§ **COMPITO ASSEGNATO A**
Rispondi a queste domande sull'articolo dedicato alla Consob:
(i) Quale autore viene citato a proposito della stupidità e della furfanteria?
(ii) In che giorno Luigi Di Maio assicurò una rapida successione a Mario Nava?
(iii) Quanto valore di mercato è andato perso fra mercoledì e venerdì della settimana scorsa?

__________

Ecco perché una Consob senza presidente fa comodo a questo Governo

Nonostante Di Maio avesse assicurato la rapida successione a Mario Nava alla guida della Consob, la Commissione non ha ancora un presidente. Forse perché, tra i suoi compiti, c'è anche quello di segnalare e punire eventuali turbative dei mercati

La saggezza popolare, quando non si riesce a capire con precisione quanto una persona reciti o quanto sia naturale nelle sue non eccelse prestazioni, ricorre alla domanda retorica del “ci è o ci fa”: con il passare dei giorni, questo interrogativo si fa prorompente anche ai più alti livelli istituzionali italiani. Arthur Schnitzler scrisse che “è difficile decidere quando la stupidità assume le sembianze della furfanteria e quando la furfanteria assume le sembianze della stupidità, perciò sarà sempre difficile giudicare equamente i politici” ma c’è qualcosa di scientifico nella capacità di questo governo di infilarsi in potenziali cul-de-sac dagli epiloghi catastrofici. Talmente scientifico da far pensare che a una buona dose di genuina incapacità politica vada unita una propensione interessata al perseguimento della logica del “tanto peggio, tanto meglio”. Quasi si stesse seguendo la sceneggiatura apparentemente sgangherata di un’agenda nascosta che, in quanto tale, necessità di una buona dose di dissimulazione, onde non venire scoperta e tramutarsi nel proverbiale Re nudo.

Ad esempio, ci sono almeno due criticità che questo governo sta affrontando in queste ore febbrili con dilettantismo e leggerezza quasi epocali. Quindi, sospette. Eppure, tutto sembra scorrere normalmente dalle parti del consenso bulgaro che continua a ottenere, di gaffe in gaffe. Era il 17 settembre scorso, quando il vice-premier e ministro del Lavoro, Luigi Di Maio, assicurò che la successione a Mario Nava alla guida della Consob sarebbe stata rapida. Per carità, sono passati venti giorni, non mesi ma – in caso l’esecutivo non se ne fosse accorto – i mercati non sono esattamente in luna di miele con il nostro Paese. E, dalla scorsa settimana, nemmeno con il resto d’Europa, visto che l’aumento dei tassi sui bond USA ha avuto come ripercussione immediata una sell-off generale sul comparto obbligazionario globale (nel silenzio totale, fra mercoledì e venerdì della settimana scorsa è stato perso valore di mercato per 876 miliardi di dollari, il peggiore shock dai tempi dell’elezione di Donald Trump) e l’aumento dei premi richiesti ai bond corporate europei, proprio in vista della fine del QE che ha garantito alle aziende un canale di finanziamento extra-bancario.

__________

§ **COMPITO ASSEGNATO B**
Riporta tutte le righe delle voci in cui compare la parola "object".

__________

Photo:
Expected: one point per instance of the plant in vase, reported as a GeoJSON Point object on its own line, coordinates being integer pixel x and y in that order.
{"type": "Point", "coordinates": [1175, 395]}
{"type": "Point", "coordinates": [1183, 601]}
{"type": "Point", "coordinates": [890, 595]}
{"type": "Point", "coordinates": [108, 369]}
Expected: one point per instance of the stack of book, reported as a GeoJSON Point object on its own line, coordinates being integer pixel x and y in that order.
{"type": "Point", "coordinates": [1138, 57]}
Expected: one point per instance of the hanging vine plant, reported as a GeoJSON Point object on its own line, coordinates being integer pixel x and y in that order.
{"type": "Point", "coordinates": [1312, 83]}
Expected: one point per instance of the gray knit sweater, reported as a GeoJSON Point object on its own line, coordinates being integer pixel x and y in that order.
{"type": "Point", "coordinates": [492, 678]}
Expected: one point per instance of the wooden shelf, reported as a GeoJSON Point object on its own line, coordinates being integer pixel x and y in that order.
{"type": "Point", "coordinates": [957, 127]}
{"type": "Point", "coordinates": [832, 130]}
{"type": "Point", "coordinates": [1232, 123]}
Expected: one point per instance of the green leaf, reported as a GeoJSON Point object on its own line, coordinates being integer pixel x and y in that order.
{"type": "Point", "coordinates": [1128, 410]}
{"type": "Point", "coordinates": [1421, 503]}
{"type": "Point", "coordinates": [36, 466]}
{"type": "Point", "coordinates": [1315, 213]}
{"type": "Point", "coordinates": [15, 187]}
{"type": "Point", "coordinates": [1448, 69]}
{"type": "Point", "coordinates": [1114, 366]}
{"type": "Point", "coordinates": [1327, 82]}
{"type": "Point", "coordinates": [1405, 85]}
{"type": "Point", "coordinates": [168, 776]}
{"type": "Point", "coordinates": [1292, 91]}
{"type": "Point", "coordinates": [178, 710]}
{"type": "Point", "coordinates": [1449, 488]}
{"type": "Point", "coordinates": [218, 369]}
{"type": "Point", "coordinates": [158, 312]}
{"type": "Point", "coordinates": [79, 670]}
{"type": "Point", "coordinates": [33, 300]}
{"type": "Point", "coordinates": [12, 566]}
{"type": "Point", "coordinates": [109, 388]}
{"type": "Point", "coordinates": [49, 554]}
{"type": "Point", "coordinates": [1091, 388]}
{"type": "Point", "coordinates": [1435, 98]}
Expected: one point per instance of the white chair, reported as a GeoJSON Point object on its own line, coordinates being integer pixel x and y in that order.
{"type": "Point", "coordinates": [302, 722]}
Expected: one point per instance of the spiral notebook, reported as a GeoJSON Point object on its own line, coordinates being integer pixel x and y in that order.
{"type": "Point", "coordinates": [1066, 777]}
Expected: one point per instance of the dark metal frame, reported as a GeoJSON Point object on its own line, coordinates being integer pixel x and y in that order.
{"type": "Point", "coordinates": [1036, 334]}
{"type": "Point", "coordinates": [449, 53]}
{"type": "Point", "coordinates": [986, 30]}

__________

§ **SOLUZIONE COMPLETA A**
(i) Arthur Schnitzler.
(ii) Il 17 settembre.
(iii) 876 miliardi di dollari.

§ **SOLUZIONE COMPLETA B**
Expected: one point per instance of the plant in vase, reported as a GeoJSON Point object on its own line, coordinates being integer pixel x and y in that order.
Expected: one point per instance of the stack of book, reported as a GeoJSON Point object on its own line, coordinates being integer pixel x and y in that order.
Expected: one point per instance of the hanging vine plant, reported as a GeoJSON Point object on its own line, coordinates being integer pixel x and y in that order.
Expected: one point per instance of the gray knit sweater, reported as a GeoJSON Point object on its own line, coordinates being integer pixel x and y in that order.
Expected: one point per instance of the wooden shelf, reported as a GeoJSON Point object on its own line, coordinates being integer pixel x and y in that order.
Expected: one point per instance of the green leaf, reported as a GeoJSON Point object on its own line, coordinates being integer pixel x and y in that order.
Expected: one point per instance of the white chair, reported as a GeoJSON Point object on its own line, coordinates being integer pixel x and y in that order.
Expected: one point per instance of the spiral notebook, reported as a GeoJSON Point object on its own line, coordinates being integer pixel x and y in that order.
Expected: one point per instance of the dark metal frame, reported as a GeoJSON Point object on its own line, coordinates being integer pixel x and y in that order.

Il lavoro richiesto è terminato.